> _Exercise objective_:
Echo the listing word for word, starting at its first line and stopping after the line that contains "[[57, 164], [105, 166], [8, 162], [101, 166], [205, 128]]".
------------------------------------------------
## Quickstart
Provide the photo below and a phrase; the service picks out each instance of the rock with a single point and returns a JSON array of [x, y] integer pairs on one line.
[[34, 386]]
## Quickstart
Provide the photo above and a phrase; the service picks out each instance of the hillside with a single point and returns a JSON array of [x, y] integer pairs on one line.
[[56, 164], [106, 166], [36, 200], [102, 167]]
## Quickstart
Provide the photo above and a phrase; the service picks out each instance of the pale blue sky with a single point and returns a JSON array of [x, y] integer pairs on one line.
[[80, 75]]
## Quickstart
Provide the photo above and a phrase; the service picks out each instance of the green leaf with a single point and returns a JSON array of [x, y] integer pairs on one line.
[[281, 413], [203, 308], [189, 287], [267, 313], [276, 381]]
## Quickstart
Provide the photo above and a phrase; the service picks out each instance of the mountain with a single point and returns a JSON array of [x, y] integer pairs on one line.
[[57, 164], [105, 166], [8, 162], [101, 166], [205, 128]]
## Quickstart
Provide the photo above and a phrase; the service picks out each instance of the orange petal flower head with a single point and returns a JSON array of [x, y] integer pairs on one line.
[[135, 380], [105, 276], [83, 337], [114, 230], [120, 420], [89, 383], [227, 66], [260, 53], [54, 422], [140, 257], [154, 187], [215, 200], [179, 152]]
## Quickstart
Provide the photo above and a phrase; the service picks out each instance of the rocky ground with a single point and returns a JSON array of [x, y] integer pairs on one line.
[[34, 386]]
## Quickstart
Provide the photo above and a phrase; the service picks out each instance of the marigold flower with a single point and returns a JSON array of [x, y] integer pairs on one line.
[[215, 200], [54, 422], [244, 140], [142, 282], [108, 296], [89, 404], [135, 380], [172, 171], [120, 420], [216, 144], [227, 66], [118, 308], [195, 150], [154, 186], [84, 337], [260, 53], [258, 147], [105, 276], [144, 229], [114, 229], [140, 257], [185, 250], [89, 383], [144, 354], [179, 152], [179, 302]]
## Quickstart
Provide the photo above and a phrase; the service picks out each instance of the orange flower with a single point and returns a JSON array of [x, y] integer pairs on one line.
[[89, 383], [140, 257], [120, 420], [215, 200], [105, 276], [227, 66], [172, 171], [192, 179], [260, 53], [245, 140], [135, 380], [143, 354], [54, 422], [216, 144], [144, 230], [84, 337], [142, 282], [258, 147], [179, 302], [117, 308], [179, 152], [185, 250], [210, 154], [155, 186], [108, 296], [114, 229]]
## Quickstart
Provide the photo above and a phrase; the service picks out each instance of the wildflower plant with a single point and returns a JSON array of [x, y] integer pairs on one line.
------------------------------------------------
> _Exercise result_:
## Quickstart
Provide the photo below and a phrase; the service picks out each instance of the rock with a single point and returns a JSON array of [x, y] integer pairs on one line.
[[34, 386]]
## Quickstart
Provide the photo above and a phrase; the service picks out each instance of the hillside with a single point and returns a JSON array of [x, y] integer pairs on one line.
[[56, 164], [106, 166], [36, 200], [102, 167]]
## Quickstart
Provide the photo above and a phrase; the service picks out each instance of the pale blue sky with a single point and returns a JSON array of [x, y] integer pairs on one line.
[[80, 75]]
## Quickstart
Provide the photo above and a phrase; the service picks out each instance of the green leaf with a single point and returns a JSON array of [x, y] integer pairs on one line.
[[281, 413], [203, 308], [189, 287], [267, 313], [276, 381]]
## Quickstart
Provide the photo above and a phrase; the service picks out each instance of the mountain with a single point and returns a JSON array of [x, y] integer pairs on one line.
[[57, 164], [105, 166], [8, 162], [101, 166], [205, 128]]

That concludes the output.